=== Request ===
Copy every entry below word for word, leaving the pictures out.

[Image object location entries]
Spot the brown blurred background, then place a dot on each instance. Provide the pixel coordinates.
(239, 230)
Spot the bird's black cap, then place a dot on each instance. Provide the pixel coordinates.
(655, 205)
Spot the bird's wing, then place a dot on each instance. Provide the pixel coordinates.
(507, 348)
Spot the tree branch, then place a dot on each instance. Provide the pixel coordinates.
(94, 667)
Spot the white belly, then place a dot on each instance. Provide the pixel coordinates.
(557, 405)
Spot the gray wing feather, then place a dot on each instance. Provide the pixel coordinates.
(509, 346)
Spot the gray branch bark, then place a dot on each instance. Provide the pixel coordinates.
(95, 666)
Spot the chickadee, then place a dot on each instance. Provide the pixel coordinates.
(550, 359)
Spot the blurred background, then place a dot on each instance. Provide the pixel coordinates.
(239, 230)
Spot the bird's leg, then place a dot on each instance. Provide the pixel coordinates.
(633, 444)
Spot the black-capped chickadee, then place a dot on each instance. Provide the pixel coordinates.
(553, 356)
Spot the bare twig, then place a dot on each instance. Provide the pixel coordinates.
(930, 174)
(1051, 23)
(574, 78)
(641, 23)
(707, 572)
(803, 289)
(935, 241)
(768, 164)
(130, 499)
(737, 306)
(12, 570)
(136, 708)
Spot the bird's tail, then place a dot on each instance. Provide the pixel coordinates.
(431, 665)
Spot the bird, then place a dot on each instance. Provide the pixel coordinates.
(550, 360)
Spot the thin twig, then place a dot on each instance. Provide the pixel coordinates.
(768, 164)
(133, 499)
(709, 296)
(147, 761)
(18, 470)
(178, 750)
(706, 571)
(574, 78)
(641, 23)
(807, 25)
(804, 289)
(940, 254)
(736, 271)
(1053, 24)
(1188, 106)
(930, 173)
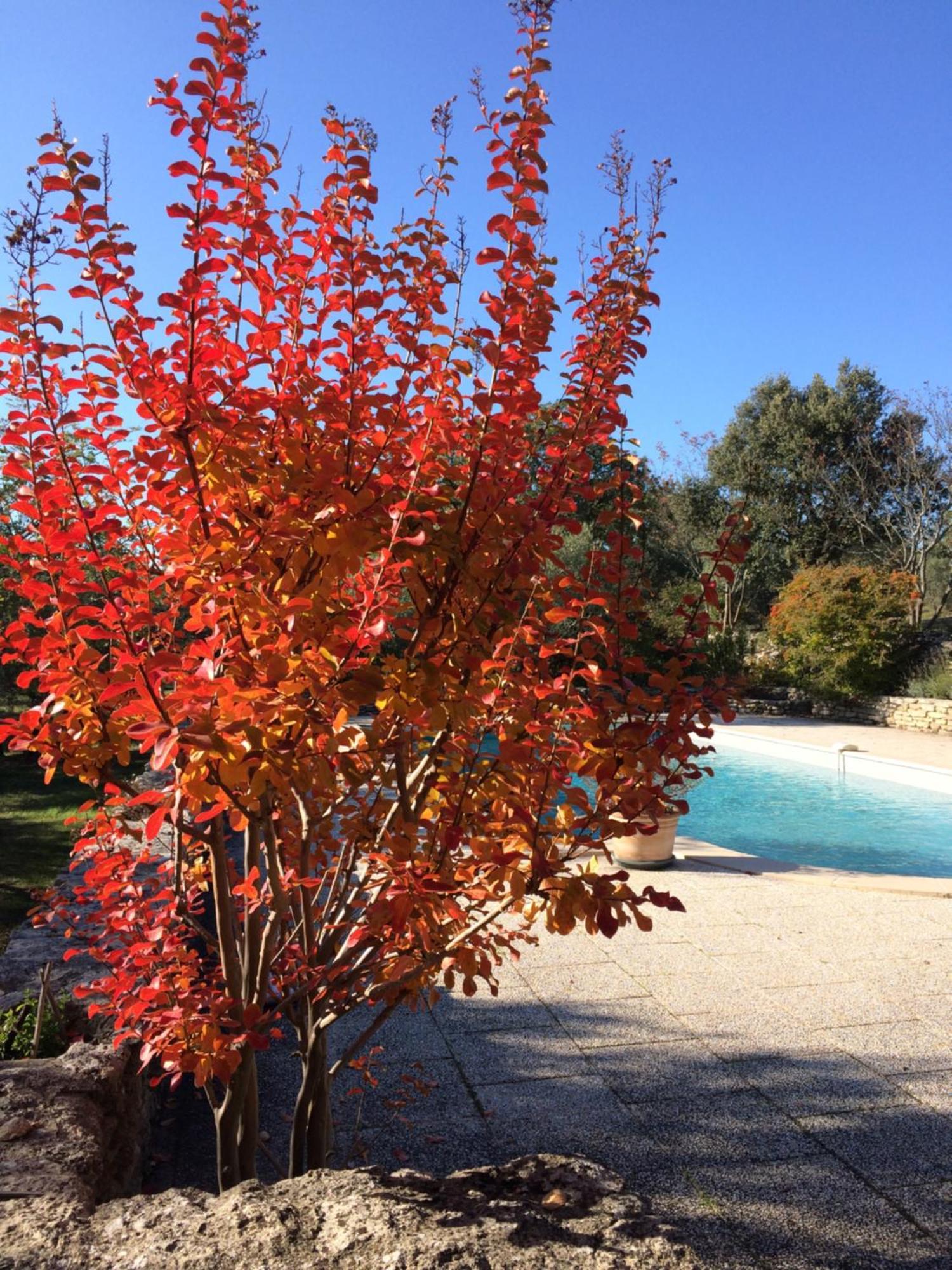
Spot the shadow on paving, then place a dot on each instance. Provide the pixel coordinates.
(804, 1159)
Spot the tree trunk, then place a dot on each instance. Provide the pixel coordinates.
(312, 1127)
(237, 1126)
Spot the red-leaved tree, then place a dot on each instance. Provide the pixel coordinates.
(304, 488)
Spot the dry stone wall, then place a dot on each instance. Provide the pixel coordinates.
(915, 714)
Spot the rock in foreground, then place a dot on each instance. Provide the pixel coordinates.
(531, 1215)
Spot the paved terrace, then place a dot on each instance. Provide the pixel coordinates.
(774, 1069)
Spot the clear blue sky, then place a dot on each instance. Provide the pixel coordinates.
(812, 142)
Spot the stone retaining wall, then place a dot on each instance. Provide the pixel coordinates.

=== Task solution ===
Spot the brown blurred background, then place a dot on each instance. Provide the pixel coordinates.
(239, 230)
Spot the bird's black cap, then place a dot on each instance. Provide the pixel coordinates.
(655, 205)
Spot the bird's wing, then place a dot on each instance. Provide the pixel coordinates.
(507, 348)
Spot the tree branch, then place a dot on each instance. Provide the pixel coordinates.
(94, 667)
Spot the white belly, then place a dot on each instance. Provide the pixel coordinates.
(557, 405)
Spot the gray wing feather, then place a dot on each instance. Provide the pixel coordinates.
(509, 346)
Spot the gray branch bark, then place a dot on each instance. Provide the pixel coordinates.
(95, 666)
Spot the chickadee, then place a dot on each instance. Provide the pixel coordinates.
(550, 359)
Spot the blurred background, then place a dot on each instance. Provide the pixel coordinates.
(239, 230)
Spot the bird's leg, then place a dot on each instance. Provide the pixel coordinates.
(633, 444)
Spot the black-capped chickadee, then place a dot on each instance. Provide the pixel coordinates.
(553, 356)
Spot the bare twig, then place a dot on each instance. Provide the pixel coordinates.
(930, 174)
(1051, 23)
(574, 78)
(641, 23)
(707, 572)
(803, 289)
(935, 241)
(768, 164)
(130, 499)
(737, 306)
(12, 570)
(136, 708)
Spot the bird's tail, then place a dot on each instance. Provide the pixel coordinates.
(431, 665)
Spot the bird, then place a dot on each instance. Provide the pixel coordinates.
(550, 360)
Spot the thin twig, then place a dot on each instance. Provide the pixel coordinates.
(768, 164)
(133, 499)
(709, 296)
(147, 761)
(18, 470)
(178, 750)
(706, 571)
(574, 78)
(641, 23)
(807, 25)
(804, 289)
(940, 254)
(736, 271)
(1053, 24)
(1188, 106)
(930, 173)
Spot the shadow on paving, then place a dot on each instance. Provide the pixel coordinates.
(804, 1159)
Spot the tree trunk, then place a dot on each instance. Provide the pixel coordinates.
(312, 1127)
(237, 1126)
Spot the red-leaved tree, then place a dot on each instance. Provide the pixel coordinates.
(304, 488)
Spot the dry stone wall, then place a dot on each instance. Provide the pixel coordinates.
(915, 714)
Spot the rock in foreground, then place a dot on each instance. Provide the pixel coordinates.
(531, 1215)
Spot the paved terrace, then place a dot on each instance. Provide the pixel coordinates.
(774, 1069)
Spot the clear blue sky, then place a dot on each instance. Provide the pixel coordinates.
(812, 142)
Spot the stone retaining wall, then place a dot on each instance. Provide the pixel coordinates.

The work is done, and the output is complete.